> **COSA FARE**
Traduci in inglese questa frase del brano fornito: «Con queste parole ha esordito la settimana scorsa al liceo Marie Curie di Grugliasco il regista torinese Daniele Segre.»

> **BRANO FORNITO**
Daniele Silvia/ Il Corriere di Rivoli

“Un regista ha a disposizione un mezzo d’informazione potente. E potendo sfruttare questa possibilità, devo darvi un contributo di comunicazione e mostrarvi la realtà della vita. Questo che state per vedere non è un bel film”.
Con queste parole ha esordito la settimana scorsa al liceo Marie Curie di Grugliasco il regista torinese Daniele Segre. Da vent’anni è uno dei maggiori registi indipendenti del nostro paese, sempre attento a registrare la realtà sociale-lavorativa dell’Italia e i suoi problemi.

> **VOCI FORNITE**
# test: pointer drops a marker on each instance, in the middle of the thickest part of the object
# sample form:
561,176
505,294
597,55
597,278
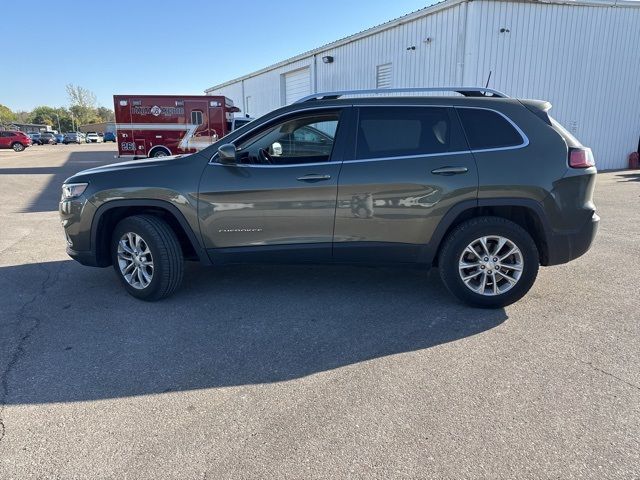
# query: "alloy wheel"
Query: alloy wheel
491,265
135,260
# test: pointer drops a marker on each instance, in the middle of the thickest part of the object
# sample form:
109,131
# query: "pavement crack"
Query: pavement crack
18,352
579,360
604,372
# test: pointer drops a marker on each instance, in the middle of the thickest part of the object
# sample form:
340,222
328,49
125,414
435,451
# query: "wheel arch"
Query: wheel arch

* * *

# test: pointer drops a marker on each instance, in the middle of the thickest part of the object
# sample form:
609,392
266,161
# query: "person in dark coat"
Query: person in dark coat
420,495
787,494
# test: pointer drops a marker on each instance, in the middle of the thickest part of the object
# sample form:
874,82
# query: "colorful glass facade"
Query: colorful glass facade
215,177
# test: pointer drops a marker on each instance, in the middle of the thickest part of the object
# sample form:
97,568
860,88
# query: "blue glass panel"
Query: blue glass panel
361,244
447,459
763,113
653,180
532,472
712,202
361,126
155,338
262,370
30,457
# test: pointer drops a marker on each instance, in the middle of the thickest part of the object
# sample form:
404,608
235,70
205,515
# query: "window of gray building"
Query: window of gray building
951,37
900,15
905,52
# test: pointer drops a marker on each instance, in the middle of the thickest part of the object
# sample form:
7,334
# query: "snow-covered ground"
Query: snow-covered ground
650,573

> **PROBLEMA RISOLTO**
With these words, Turin director Daniele Segre opened his talk last week at the Marie Curie high school in Grugliasco.